■ WORK REQUIRED ■
Copy every entry word for word, but skip the pictures.

■ DATA FOR PROCESSING ■
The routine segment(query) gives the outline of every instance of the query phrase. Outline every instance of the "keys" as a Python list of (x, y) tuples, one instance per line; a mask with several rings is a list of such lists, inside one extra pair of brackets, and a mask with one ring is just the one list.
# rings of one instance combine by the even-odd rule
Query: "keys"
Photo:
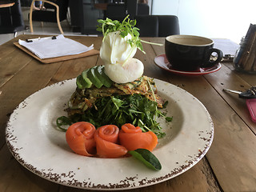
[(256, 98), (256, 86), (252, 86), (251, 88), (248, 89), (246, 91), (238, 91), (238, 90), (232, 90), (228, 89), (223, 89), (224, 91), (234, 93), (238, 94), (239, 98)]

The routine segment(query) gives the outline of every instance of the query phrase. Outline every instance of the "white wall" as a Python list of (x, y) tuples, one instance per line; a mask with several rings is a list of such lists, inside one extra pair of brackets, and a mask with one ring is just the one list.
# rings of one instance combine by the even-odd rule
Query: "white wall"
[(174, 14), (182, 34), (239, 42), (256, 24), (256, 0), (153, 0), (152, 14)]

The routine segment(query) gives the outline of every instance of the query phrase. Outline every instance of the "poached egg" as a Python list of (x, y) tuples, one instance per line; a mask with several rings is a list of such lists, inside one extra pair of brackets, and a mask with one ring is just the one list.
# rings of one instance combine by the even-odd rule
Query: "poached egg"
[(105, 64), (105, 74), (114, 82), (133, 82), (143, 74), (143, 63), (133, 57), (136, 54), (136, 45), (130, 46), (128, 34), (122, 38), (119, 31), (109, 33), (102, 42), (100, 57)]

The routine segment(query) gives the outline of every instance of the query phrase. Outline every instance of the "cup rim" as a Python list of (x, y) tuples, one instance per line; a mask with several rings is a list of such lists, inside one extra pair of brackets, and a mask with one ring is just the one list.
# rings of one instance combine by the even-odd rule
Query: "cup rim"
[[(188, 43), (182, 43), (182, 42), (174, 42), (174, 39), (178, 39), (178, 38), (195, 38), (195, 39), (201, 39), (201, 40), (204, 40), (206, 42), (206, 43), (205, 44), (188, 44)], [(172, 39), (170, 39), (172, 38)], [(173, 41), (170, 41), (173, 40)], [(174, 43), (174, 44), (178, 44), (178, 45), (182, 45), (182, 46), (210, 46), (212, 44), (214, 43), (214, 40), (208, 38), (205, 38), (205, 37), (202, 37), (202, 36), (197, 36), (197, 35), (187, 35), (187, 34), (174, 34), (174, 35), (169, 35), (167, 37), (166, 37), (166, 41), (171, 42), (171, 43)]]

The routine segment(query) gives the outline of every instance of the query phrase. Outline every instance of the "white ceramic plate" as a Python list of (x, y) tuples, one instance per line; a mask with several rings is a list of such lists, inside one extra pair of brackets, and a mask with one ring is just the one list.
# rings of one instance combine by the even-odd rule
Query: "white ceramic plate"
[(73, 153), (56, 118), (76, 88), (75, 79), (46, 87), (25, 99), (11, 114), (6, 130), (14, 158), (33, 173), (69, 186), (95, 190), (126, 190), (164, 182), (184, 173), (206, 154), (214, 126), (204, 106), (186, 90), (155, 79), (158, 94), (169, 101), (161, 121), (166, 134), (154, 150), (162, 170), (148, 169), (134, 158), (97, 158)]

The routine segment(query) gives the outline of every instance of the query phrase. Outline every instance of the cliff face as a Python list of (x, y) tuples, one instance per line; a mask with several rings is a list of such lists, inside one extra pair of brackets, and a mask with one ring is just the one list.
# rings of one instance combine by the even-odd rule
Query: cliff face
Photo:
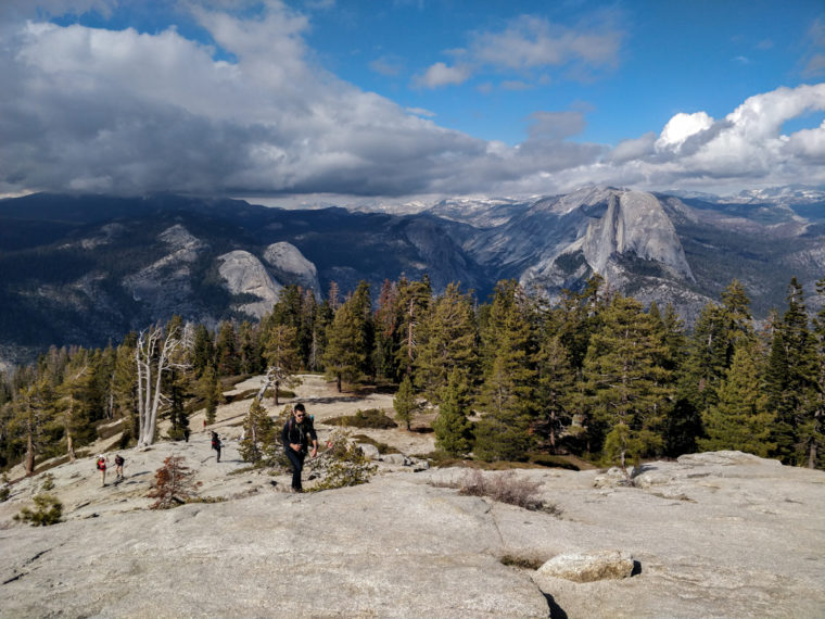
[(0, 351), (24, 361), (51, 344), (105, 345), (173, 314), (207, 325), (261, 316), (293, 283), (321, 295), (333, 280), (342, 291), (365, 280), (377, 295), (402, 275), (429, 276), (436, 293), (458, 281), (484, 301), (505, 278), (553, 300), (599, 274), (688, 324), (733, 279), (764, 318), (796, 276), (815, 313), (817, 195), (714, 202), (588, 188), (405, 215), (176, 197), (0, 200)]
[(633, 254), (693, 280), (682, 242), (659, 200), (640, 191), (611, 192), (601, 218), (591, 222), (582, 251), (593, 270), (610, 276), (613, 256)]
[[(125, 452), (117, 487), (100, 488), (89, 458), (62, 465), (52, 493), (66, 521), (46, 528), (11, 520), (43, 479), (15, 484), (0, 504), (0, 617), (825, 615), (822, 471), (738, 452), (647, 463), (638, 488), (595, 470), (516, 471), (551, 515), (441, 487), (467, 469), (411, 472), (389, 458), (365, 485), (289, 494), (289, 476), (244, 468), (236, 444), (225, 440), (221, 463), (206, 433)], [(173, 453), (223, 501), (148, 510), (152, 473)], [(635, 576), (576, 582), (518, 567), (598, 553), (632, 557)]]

■ EXPECTED ANSWER ■
The routine segment(query) gives the outline of every instance of the query phrase. Outline every instance of the "keys" as a Python list of (x, y) tuples, one instance per line; a mask with several rings is a list of such lists, inside one extra pair of brackets, and a mask with one ring is just the one list.
# rings of one instance combine by the even-odd rule
Query: "keys"
Photo:
[(256, 98), (256, 86), (252, 86), (251, 88), (248, 89), (246, 91), (238, 91), (238, 90), (232, 90), (228, 89), (223, 89), (224, 91), (234, 93), (238, 94), (239, 98)]

The routine segment(query) gives the outline of every instance of the query phrase. Outline every instance of the "white wall" as a Python list of (x, y) tuples, one instance per line; a mask with several rings is a list of such lists, inside one extra pair of brackets, and a mask with one ring is just the one list.
# rings of one instance combine by the even-odd rule
Query: "white wall"
[(174, 14), (182, 34), (239, 42), (256, 24), (256, 0), (153, 0), (152, 14)]

The routine segment(query) gives the outline of every instance of the query phrase. Outline every instance of the "poached egg" as a Python list of (x, y) tuples, one instance per line; a mask with several rings is a list of such lists, inside one extra pair of brackets, and a mask with one ring is just the one list.
# rings of one instance combine by the even-odd rule
Query: "poached egg"
[(105, 64), (105, 74), (114, 82), (133, 82), (143, 74), (143, 63), (133, 57), (136, 54), (136, 45), (130, 46), (128, 34), (122, 38), (119, 31), (109, 33), (102, 42), (100, 57)]

The routine segment(query) gives the outline of every instance of the query phrase. Outline every instance of the "cup rim" as a Python list of (x, y) tuples, one instance per line; a mask with several rings is a list of such lists, inside one extra pair of brackets, and a mask with one ring is just the one list.
# rings of one instance combine by the even-odd rule
Query: "cup rim"
[[(188, 43), (182, 43), (182, 42), (174, 42), (174, 39), (178, 39), (178, 38), (195, 38), (195, 39), (201, 39), (201, 40), (204, 40), (206, 42), (206, 43), (205, 44), (188, 44)], [(172, 39), (170, 39), (172, 38)], [(173, 41), (170, 41), (173, 40)], [(174, 43), (174, 44), (178, 44), (178, 45), (182, 45), (182, 46), (210, 46), (212, 44), (214, 43), (214, 40), (208, 38), (205, 38), (205, 37), (202, 37), (202, 36), (197, 36), (197, 35), (187, 35), (187, 34), (174, 34), (174, 35), (169, 35), (167, 37), (166, 37), (166, 41), (171, 42), (171, 43)]]

The routine segment(query) gives the outline of every instance of the query phrase. Outline every instance of the "white ceramic plate" as a Python list of (x, y) tuples, one instance per line; a mask with several rings is a list of such lists, inside one extra pair of brackets, and a mask with one ring is just the one list.
# rings of one instance combine by the even-odd rule
Query: "white ceramic plate"
[(73, 153), (56, 118), (76, 88), (75, 79), (46, 87), (25, 99), (11, 114), (6, 130), (14, 158), (33, 173), (69, 186), (95, 190), (126, 190), (164, 182), (184, 173), (206, 154), (214, 126), (204, 106), (186, 90), (155, 79), (158, 94), (169, 101), (161, 121), (166, 134), (154, 150), (162, 170), (148, 169), (134, 158), (97, 158)]

The routine segment(query) gives the outline of every instance of the query phrase. Outline every instance of the cliff face as a Python list of (x, y) tuples, one instance per line; a mask with several rings is a list of such lists, inside one extra pair of brackets, and a mask with one ring is just the one list.
# rings of one instance combine by the even-odd rule
Query: cliff face
Photo:
[(0, 351), (24, 361), (51, 344), (105, 345), (173, 314), (207, 325), (261, 316), (293, 283), (321, 295), (333, 280), (342, 291), (365, 280), (377, 295), (402, 275), (429, 276), (436, 293), (458, 281), (484, 301), (505, 278), (553, 300), (599, 274), (688, 324), (733, 279), (764, 318), (796, 276), (815, 313), (817, 195), (714, 202), (588, 188), (405, 215), (176, 197), (0, 200)]
[(633, 254), (693, 280), (682, 242), (659, 200), (640, 191), (611, 192), (601, 218), (591, 222), (582, 251), (593, 270), (610, 276), (613, 256)]
[[(125, 452), (117, 487), (100, 488), (89, 458), (62, 465), (52, 493), (66, 521), (46, 528), (11, 520), (43, 479), (15, 484), (0, 504), (0, 617), (825, 615), (822, 471), (738, 452), (647, 463), (638, 488), (595, 470), (516, 471), (551, 515), (441, 487), (467, 469), (411, 472), (389, 458), (365, 485), (289, 494), (289, 476), (244, 468), (236, 444), (225, 440), (221, 463), (206, 433)], [(173, 453), (223, 501), (148, 510), (152, 473)], [(635, 576), (576, 582), (518, 567), (598, 553), (632, 557)]]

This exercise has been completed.